Supplied material Start Marker

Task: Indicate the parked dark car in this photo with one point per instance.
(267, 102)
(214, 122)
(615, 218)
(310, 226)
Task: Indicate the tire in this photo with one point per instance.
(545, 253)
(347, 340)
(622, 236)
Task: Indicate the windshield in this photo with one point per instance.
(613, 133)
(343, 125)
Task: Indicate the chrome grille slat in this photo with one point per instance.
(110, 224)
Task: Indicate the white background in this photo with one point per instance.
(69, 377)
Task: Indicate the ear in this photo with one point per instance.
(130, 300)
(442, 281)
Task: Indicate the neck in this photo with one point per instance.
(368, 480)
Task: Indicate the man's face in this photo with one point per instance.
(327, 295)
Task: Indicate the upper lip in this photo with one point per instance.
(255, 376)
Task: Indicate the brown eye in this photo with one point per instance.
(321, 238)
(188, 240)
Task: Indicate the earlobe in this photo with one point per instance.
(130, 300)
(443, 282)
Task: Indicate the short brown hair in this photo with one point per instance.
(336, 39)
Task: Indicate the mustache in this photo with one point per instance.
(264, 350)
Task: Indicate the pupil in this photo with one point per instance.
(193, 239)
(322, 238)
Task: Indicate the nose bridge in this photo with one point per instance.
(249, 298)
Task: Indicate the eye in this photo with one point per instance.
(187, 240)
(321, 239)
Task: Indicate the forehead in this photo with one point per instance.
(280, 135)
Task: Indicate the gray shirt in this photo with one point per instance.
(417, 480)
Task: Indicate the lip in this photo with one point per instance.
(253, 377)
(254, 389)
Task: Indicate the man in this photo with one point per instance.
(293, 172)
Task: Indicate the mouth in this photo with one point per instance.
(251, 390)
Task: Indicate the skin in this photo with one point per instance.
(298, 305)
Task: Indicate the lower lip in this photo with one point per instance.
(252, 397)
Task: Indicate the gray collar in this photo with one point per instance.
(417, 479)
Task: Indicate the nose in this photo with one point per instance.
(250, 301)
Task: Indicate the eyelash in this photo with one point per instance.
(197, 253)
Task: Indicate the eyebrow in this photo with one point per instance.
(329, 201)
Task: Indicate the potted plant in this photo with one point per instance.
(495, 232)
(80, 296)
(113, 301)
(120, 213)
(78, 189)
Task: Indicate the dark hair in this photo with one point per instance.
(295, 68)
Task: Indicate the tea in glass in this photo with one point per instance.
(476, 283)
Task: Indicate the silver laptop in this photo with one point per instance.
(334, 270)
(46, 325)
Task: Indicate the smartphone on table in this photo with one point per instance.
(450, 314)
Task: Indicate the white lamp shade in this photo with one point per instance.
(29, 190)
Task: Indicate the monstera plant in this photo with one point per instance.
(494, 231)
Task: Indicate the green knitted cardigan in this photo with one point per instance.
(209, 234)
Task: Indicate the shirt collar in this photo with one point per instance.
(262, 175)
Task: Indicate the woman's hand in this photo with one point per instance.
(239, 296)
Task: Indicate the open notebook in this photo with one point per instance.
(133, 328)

Supplied material End Marker

Task requirements: All of the data above should be set down word for word.

Expected answer:
Task: Indicate the parked dark car in this photo with one point per instance.
(267, 102)
(214, 122)
(615, 218)
(310, 226)
Task: Indicate the tire in this photo with one point per instance.
(545, 253)
(347, 340)
(622, 236)
Task: Indicate the windshield in this photo with one point per instance.
(613, 133)
(343, 125)
Task: Indicate the chrome grille slat in this photo with one point per instance.
(110, 224)
Task: Indicate the white background in this photo with one point per instance.
(69, 377)
Task: Indicate the ear in this photo with one point per instance.
(130, 300)
(442, 281)
Task: Indicate the neck in this photo with one point per instance.
(368, 480)
Task: Indicate the man's face in this photo with one point per instance.
(327, 295)
Task: Indicate the upper lip in this photo with one point per instance.
(255, 376)
Task: Indicate the brown eye in this photo with one point per instance.
(321, 238)
(188, 240)
Task: Indicate the earlobe in this photo with one point per instance.
(130, 300)
(443, 282)
Task: Indicate the short brown hair in this photo with one point per instance.
(336, 39)
Task: Indicate the mustache in this photo with one point per instance.
(264, 350)
Task: Indicate the pupil in this photo with one point per instance.
(193, 239)
(322, 238)
Task: Indicate the nose bridge in this photo with one point per instance.
(249, 298)
Task: Indicate the eye in this photo with one point per instance.
(187, 240)
(321, 239)
Task: Indicate the forehead in this photo with one point per instance.
(280, 135)
Task: Indicate the gray shirt in this photo with one point per instance.
(417, 480)
Task: Indicate the lip in this photo with one point per instance.
(253, 377)
(254, 389)
Task: Indicate the man in this photo with one point per instance.
(293, 172)
Task: Indicate the mouth in this photo with one point per instance.
(251, 390)
Task: Indicate the skin in this photo with one point per instance.
(298, 305)
Task: Indicate the lower lip in this photo with one point per instance.
(252, 397)
Task: Indicate the gray collar in this photo with one point per instance.
(417, 479)
Task: Indicate the nose in this photo with one point per instance.
(250, 301)
Task: Indicate the eyelash in this photo with one point per instance.
(197, 253)
Task: Indicate the eyebrow in this photo with one point per instance.
(329, 201)
Task: Indicate the potted plant in this photo with one point per instance.
(495, 232)
(80, 296)
(113, 301)
(120, 213)
(78, 189)
Task: Indicate the dark hair in this photo with one point per instance.
(295, 68)
Task: Indicate the tea in glass in this photo with one point per instance.
(476, 283)
Task: Indicate the silver laptop in this photo with one point per instance.
(334, 270)
(46, 325)
Task: Indicate the smartphone on table in this photo with one point per instance.
(450, 314)
Task: Indicate the white lamp shade in this photo with one point per instance.
(29, 190)
Task: Indicate the monstera plant in this photo with one point per instance.
(494, 231)
Task: Indicate the green knitted cardigan in this photo with one point per instance.
(209, 234)
Task: Indicate the shirt collar in this photo with one point per instance.
(262, 175)
Task: Indicate the woman's hand in this photo with one point per instance.
(239, 296)
Task: Indicate the open notebook in this photo with one point per instance.
(133, 328)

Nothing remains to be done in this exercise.